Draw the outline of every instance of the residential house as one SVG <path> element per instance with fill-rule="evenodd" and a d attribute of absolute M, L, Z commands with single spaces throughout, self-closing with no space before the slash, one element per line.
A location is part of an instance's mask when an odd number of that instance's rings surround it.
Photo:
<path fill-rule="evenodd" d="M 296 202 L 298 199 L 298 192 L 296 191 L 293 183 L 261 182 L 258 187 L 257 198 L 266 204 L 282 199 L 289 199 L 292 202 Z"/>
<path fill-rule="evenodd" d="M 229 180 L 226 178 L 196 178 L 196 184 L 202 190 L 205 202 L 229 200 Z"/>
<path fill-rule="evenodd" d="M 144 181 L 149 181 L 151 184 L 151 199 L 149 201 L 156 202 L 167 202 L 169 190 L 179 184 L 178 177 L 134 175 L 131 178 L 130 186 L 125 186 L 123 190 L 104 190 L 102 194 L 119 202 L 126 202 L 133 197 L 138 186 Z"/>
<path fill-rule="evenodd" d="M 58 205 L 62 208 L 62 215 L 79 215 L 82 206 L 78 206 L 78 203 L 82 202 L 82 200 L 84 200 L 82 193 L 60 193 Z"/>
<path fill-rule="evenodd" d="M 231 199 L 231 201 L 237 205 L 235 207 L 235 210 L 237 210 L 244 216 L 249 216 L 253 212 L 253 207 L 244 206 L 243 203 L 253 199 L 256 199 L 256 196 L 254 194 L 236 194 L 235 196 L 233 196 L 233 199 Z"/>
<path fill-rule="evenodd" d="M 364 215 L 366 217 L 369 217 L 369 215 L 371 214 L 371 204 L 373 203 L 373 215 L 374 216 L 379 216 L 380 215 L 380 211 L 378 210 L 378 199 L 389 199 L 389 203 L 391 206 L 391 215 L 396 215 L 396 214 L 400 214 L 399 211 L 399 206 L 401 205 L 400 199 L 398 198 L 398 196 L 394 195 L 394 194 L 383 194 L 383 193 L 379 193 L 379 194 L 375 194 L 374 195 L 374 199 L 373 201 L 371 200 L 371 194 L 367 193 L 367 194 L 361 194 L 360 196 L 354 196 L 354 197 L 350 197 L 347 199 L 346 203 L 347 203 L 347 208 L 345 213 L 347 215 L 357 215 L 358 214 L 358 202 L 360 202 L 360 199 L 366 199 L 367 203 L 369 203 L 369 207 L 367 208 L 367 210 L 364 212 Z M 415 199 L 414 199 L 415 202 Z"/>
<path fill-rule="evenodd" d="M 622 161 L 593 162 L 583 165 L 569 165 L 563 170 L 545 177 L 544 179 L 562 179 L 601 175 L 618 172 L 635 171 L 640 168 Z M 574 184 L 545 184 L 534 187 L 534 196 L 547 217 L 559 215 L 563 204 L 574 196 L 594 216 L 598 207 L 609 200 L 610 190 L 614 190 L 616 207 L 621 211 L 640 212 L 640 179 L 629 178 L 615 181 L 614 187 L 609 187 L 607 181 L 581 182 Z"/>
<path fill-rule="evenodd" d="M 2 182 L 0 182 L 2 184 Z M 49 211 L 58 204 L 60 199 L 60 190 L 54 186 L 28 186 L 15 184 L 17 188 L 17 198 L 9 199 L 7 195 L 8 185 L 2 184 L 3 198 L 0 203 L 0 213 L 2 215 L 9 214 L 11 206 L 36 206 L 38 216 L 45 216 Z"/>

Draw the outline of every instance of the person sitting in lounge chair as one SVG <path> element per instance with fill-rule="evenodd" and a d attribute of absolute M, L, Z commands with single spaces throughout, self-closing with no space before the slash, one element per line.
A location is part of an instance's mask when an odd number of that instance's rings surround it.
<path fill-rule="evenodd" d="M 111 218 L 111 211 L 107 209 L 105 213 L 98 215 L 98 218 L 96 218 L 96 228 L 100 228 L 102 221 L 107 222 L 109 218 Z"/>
═══
◆ What the task requires ◆
Return a copy of every line in the records that includes the string "spaces".

◆ Result ◆
Draw the outline of every instance of the residential house as one SVG <path> element per instance with fill-rule="evenodd" and a d attribute of absolute M, L, Z commands with single spaces throughout, self-closing with no space before the slash, one element per line.
Draw the outline of every instance of the person sitting in lounge chair as one SVG <path> element per instance with fill-rule="evenodd" and a d attribute of absolute M, L, Z commands with single spaces throughout, self-closing with no space before the slash, one element per line.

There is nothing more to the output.